Work instructions =>
Write out exactly, please, the lines from the one containing "formatted like [152,176]." to the end of the material.

Records shown =>
=====
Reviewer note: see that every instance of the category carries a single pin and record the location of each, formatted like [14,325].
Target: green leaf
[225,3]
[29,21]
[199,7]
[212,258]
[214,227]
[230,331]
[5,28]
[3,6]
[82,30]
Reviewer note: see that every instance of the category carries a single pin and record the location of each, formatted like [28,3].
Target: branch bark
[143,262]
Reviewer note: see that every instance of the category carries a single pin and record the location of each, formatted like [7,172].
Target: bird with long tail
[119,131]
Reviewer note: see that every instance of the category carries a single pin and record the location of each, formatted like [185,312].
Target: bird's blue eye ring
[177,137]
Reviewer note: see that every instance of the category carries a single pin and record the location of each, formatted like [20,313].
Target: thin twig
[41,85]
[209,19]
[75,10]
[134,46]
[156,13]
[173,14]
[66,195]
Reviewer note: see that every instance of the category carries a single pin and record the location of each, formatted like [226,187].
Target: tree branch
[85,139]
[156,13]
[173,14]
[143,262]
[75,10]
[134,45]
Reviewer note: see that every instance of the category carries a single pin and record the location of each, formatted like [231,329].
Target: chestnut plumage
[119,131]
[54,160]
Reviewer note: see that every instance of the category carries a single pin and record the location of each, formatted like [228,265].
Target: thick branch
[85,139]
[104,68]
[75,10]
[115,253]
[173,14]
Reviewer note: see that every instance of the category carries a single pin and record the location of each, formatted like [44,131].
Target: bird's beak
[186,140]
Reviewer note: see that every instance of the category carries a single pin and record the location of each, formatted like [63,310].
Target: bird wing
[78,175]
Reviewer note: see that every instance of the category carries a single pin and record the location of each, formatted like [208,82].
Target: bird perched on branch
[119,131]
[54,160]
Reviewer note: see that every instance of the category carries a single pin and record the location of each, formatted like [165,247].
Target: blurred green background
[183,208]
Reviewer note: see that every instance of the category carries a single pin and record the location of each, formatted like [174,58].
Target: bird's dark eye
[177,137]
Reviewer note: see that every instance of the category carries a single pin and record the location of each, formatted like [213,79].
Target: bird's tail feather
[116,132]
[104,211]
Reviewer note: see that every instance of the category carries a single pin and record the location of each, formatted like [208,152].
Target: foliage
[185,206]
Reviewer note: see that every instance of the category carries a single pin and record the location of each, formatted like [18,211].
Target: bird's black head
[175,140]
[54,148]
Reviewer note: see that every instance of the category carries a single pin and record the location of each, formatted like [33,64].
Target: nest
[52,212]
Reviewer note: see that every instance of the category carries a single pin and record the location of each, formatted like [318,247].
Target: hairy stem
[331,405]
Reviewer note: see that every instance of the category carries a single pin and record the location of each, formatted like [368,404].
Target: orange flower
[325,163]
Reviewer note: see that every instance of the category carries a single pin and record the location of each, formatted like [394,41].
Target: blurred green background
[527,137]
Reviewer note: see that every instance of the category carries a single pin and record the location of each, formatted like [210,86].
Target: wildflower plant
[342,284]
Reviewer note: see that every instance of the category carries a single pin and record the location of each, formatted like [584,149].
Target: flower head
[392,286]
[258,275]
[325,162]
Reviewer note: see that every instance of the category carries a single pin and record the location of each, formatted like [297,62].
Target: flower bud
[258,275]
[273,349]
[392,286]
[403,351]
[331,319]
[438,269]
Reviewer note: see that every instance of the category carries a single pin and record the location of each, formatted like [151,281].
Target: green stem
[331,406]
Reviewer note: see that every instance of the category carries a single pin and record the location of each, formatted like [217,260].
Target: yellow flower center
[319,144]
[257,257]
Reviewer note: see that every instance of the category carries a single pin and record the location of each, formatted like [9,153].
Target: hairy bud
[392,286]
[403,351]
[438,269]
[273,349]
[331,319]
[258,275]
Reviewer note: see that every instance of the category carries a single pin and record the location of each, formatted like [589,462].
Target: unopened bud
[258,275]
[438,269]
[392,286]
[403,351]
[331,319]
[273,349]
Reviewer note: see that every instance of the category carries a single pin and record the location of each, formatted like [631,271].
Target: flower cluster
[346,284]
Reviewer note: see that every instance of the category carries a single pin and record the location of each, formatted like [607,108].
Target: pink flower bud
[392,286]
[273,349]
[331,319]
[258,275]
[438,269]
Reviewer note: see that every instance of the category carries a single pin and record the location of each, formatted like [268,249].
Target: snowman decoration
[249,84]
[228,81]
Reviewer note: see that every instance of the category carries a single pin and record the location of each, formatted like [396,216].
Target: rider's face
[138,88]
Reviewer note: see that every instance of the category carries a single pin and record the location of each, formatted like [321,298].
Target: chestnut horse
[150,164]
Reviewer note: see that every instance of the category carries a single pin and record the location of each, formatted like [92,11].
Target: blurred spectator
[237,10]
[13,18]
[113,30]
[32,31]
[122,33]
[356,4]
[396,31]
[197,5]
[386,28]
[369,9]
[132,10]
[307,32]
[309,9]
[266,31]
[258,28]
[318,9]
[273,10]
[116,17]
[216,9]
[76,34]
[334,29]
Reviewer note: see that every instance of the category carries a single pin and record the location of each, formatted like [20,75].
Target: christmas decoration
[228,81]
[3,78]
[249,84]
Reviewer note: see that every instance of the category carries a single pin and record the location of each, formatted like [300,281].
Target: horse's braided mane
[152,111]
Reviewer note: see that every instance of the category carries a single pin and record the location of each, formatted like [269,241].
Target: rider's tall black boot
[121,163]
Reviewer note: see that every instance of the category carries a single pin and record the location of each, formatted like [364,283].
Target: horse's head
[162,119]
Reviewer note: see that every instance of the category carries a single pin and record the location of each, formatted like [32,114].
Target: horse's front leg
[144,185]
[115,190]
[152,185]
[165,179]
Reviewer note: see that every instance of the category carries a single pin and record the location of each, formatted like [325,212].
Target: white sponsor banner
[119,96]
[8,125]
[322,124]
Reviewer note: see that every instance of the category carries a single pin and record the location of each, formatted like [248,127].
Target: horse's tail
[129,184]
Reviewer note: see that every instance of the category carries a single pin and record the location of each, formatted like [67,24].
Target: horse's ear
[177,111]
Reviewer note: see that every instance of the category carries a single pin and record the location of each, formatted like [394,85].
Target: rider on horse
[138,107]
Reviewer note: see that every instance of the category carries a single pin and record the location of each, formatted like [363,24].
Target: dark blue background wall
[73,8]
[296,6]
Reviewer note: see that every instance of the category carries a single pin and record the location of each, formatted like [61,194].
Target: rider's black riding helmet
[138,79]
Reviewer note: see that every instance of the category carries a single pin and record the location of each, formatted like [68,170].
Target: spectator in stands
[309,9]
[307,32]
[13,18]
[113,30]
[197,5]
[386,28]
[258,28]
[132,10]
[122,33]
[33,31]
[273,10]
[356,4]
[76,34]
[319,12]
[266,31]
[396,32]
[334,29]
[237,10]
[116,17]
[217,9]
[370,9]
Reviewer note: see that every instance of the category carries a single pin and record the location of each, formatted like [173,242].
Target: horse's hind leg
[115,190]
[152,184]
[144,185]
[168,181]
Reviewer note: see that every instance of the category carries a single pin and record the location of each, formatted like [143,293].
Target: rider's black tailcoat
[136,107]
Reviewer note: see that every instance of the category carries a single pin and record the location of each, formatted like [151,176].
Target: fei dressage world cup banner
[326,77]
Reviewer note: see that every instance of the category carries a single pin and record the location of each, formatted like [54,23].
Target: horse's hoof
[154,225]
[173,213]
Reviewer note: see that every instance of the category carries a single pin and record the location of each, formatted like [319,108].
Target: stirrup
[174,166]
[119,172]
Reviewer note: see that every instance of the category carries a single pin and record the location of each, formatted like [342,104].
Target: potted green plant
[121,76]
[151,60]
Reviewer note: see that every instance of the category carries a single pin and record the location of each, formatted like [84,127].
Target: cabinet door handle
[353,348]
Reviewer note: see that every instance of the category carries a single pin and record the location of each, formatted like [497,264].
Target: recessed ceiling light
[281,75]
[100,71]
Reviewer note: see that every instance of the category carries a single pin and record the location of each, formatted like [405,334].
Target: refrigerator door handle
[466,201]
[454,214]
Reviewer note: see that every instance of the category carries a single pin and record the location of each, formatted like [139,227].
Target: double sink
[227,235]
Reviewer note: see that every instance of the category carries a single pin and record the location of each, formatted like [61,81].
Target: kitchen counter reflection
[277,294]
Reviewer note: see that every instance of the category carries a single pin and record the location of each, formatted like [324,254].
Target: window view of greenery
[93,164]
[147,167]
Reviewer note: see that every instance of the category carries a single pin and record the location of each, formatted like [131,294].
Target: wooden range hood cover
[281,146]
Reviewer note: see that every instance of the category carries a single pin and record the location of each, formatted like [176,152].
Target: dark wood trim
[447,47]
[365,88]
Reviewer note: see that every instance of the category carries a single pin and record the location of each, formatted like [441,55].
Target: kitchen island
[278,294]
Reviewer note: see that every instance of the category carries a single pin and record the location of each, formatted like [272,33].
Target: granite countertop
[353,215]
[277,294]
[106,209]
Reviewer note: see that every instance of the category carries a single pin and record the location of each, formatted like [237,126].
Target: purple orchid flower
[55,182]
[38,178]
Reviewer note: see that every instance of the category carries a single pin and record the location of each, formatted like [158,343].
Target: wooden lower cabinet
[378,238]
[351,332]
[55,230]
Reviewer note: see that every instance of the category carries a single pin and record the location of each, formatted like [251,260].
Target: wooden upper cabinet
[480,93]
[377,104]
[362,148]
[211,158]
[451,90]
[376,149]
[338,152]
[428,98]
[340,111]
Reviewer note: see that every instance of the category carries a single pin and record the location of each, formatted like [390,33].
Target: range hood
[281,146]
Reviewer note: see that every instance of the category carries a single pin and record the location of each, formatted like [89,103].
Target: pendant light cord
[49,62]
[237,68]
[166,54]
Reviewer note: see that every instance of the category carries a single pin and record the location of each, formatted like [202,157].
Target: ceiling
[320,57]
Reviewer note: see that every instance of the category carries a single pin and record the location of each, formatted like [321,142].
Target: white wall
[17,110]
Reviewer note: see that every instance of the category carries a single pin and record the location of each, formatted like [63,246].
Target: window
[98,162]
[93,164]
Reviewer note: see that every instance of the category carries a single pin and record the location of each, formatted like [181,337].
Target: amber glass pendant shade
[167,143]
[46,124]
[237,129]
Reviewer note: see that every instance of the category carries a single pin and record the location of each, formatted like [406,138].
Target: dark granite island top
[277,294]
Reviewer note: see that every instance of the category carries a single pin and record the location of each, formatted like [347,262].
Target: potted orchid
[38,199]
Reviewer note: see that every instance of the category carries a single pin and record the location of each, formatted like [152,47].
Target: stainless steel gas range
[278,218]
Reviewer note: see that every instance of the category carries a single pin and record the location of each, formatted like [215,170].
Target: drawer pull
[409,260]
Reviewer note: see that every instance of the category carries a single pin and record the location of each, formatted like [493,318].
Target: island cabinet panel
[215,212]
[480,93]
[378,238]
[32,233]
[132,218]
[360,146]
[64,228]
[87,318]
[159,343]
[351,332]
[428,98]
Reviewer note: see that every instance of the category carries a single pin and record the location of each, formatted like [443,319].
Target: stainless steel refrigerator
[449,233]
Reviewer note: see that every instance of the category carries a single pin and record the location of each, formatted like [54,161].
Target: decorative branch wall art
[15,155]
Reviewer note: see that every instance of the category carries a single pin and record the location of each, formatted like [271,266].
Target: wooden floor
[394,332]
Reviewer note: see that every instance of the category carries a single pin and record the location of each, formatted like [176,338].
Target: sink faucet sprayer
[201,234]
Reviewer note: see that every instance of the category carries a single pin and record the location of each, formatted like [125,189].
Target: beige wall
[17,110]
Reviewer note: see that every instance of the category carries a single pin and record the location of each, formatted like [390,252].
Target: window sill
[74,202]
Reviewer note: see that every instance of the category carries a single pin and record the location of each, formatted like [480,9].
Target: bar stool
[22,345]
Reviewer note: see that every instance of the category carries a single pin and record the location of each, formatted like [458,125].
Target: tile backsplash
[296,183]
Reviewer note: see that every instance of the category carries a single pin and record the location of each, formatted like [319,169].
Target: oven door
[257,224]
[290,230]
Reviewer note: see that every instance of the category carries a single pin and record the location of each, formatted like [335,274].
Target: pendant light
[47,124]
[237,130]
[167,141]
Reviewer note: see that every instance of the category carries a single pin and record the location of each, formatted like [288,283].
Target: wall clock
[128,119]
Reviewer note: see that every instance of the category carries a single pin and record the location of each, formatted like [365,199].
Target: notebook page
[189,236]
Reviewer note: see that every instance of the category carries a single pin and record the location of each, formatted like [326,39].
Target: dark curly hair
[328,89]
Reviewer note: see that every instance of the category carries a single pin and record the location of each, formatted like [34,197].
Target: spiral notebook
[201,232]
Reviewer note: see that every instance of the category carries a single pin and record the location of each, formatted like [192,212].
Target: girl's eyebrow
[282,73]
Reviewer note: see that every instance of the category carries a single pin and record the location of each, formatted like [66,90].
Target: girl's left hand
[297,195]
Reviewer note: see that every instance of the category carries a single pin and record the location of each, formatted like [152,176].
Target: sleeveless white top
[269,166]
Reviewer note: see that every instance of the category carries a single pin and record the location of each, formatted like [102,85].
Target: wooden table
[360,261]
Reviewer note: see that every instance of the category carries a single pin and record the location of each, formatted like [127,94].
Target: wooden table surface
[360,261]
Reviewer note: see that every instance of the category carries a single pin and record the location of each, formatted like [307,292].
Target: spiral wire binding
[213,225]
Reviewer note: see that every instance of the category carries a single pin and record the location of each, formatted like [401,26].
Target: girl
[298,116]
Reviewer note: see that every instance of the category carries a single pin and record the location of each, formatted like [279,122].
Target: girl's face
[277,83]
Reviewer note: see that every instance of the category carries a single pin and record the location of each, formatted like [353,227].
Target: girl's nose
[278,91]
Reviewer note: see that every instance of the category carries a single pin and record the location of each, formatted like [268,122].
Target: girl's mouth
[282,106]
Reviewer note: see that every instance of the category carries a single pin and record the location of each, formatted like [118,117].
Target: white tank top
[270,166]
=====
Solution to this problem =>
Reviewer note: see that every instance of the category carries a single pin and record the location of each, formatted like [152,176].
Target: sleeveless white top
[269,166]
Reviewer note: see that every instance of the category carries a single pin and record the location of each, formatted like [102,85].
Target: wooden table
[360,261]
Reviewer note: see that every instance of the category carries a single pin and record the location of each, formatted like [127,94].
Target: wooden table surface
[360,261]
Reviewer note: see that every instance of the category carries a single pin and record the location of each, formatted like [307,292].
Target: spiral wire binding
[213,225]
Reviewer note: see that every instance of the category carries a single pin and record the location of each, formatted like [401,26].
Target: girl
[298,116]
Reviewer note: see that every instance of the category carries a single pin and record the location of each, formatted like [279,122].
Target: girl's face
[277,83]
Reviewer note: see that every instance of the category carries a single pin and record the location of each, formatted like [353,227].
Target: girl's nose
[278,91]
Reviewer note: see that every instance of the category carries a single pin and record the location of each, formatted like [268,122].
Target: girl's mouth
[282,106]
Reviewer note: see that every instance of the category carries a single pin and record the location of each, formatted like [118,117].
Target: white tank top
[270,166]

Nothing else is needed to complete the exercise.